• _Page extract_:
The state court initially awarded him 43,470 euros in 2016 because he spent 1,036 days in detention until he was cleared of the war crimes charges under a final, second-instance verdict.
Civcic challenged the amount, but his request to be awarded more compensation was initially rejected by the state court’s review chamber.
An appeal was then filed with the Constitutional Court, which on February 5 told the state court to rule again on the payment to Civcic.
“The case has been referred back to the Court of Bosnia and Herzegovina, which is obliged to render a new decision by emergency procedure,” the Constitutional Court said in its decision, which was not initially made public.
Lawyer Savan Zec, who represents Civcic, said that a decision should be handed down within a three-month deadline imposed on the state court by the Constitutional Court.
“He was awarded the amount of 85,000 Bosnian marks [43,470 euros] for having spent two years and ten months in detention. Mathematically speaking, this means he gets 82 Bosnian marks [42 euros] per day,” Zec said.

• _Records_:
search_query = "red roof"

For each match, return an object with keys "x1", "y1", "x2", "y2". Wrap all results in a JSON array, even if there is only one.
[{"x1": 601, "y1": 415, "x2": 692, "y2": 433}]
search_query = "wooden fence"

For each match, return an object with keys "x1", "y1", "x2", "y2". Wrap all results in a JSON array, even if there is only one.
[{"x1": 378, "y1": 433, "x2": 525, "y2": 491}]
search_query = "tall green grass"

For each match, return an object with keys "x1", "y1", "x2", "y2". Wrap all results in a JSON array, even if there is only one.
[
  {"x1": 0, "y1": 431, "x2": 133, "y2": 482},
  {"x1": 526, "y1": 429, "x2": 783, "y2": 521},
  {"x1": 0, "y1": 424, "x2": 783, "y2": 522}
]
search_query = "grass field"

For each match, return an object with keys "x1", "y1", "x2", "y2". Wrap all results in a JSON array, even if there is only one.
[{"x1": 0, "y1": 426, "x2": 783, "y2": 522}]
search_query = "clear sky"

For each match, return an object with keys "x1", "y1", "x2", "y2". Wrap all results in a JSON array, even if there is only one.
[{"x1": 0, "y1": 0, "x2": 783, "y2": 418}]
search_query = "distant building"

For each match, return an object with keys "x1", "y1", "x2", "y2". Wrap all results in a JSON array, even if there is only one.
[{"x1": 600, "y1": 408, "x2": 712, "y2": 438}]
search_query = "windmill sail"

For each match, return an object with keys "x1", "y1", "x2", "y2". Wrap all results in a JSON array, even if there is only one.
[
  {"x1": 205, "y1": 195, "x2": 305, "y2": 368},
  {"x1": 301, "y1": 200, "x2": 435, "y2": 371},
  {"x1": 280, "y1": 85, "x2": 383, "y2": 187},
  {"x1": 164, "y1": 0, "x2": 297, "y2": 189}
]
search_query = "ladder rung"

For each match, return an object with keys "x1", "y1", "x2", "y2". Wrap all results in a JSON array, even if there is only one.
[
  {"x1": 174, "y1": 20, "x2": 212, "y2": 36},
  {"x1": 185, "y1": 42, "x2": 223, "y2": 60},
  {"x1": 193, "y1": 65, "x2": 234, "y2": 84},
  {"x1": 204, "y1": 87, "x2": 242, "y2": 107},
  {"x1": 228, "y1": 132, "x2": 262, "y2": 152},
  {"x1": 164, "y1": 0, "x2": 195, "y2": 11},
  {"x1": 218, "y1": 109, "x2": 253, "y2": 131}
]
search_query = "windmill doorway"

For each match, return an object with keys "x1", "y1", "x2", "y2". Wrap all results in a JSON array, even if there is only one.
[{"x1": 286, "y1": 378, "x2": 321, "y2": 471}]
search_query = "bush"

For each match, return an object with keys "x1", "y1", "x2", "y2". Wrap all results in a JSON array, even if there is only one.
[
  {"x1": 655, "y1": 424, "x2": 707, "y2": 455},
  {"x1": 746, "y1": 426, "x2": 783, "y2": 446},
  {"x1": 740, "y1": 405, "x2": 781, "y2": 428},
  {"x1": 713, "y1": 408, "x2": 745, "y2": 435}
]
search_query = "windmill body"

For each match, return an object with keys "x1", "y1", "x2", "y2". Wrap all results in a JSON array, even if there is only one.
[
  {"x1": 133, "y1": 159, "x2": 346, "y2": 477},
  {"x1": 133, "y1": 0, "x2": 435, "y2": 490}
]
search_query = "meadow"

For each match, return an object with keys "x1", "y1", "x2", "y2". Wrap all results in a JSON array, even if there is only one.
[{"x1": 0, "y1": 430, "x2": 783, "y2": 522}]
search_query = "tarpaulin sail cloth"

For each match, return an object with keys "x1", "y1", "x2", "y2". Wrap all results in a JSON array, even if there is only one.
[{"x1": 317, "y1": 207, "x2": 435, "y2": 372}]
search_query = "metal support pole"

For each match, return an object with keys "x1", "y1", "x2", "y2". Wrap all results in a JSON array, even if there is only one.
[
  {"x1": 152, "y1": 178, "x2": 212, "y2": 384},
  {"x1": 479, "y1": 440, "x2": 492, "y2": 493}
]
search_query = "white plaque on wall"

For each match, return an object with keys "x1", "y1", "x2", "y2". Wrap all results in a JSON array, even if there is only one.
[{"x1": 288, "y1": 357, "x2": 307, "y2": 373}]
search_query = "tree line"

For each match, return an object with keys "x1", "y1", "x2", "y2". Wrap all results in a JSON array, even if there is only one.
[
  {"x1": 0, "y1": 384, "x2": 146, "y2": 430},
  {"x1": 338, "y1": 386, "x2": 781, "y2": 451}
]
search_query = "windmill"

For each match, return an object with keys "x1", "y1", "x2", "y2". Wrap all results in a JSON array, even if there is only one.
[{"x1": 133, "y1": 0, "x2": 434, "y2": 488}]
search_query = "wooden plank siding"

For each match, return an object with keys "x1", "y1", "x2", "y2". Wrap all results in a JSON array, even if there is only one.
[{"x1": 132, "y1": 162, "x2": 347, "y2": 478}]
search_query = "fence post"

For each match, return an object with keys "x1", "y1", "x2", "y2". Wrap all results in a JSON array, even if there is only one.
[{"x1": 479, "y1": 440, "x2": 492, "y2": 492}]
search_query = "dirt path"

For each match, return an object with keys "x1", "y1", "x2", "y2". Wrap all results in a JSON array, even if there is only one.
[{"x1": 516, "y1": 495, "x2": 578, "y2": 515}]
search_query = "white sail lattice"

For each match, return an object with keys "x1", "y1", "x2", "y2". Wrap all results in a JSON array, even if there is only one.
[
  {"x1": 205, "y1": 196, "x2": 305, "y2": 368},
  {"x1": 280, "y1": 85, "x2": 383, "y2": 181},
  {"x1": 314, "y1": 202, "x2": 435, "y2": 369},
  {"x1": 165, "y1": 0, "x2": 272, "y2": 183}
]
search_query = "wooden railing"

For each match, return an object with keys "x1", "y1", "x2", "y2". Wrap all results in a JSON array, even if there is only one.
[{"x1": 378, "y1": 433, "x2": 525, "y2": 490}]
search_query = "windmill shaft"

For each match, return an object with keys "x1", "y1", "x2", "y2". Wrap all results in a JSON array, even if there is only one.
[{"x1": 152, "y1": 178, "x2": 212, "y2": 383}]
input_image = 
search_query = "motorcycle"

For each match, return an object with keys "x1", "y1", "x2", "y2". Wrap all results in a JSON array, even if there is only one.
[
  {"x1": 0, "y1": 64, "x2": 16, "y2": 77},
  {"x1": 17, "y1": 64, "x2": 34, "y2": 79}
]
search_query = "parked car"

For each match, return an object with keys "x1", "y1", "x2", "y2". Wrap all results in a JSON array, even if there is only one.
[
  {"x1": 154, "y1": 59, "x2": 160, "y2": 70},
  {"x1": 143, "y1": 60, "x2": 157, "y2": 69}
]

• _List of tasks_:
A - Using the compensation article, decide whether each statement agrees with it. Answer yes or no for each, and quote the words of the article that settle it.
(i) The Constitutional Court's decision was made public right away.
(ii) Civcic spent 1,036 days in detention.
(iii) The Constitutional Court issued its instruction to the state court on February 5.
B - Answer these questions from the compensation article, one per line.
(i) Who is the lawyer representing Civcic?
(ii) What body first rejected Civcic's request for more compensation?
(iii) Within what deadline should the state court's new decision be handed down?
C - Resume the compensation article, beginning after its final sentence.

• _Outputs_:
A -
(i) No: "which was not initially made public."
(ii) Yes: "he spent 1,036 days in detention"
(iii) Yes: "which on February 5 told the state court to rule again on the payment to Civcic."

B -
(i) Savan Zec
(ii) The state court's review chamber
(iii) Three months

C -
“We consider it would be fair for the amount to be bigger, because when you pay to the state, you pay 100 Bosnian marks [51 euros] per day, but when it is the other way round, the amount is smaller,” he added.
Zec was referring to the 100 Bosnian marks per day that convicts can pay the state to stay out of prison if they are sentenced to less than a year in jail.
Civcic, a former policeman with the Interventions Squad at the Public Security Station in Prijedor, was acquitted in September 2013 of participating in the mass killing at Koricanske Stijene in August 1992.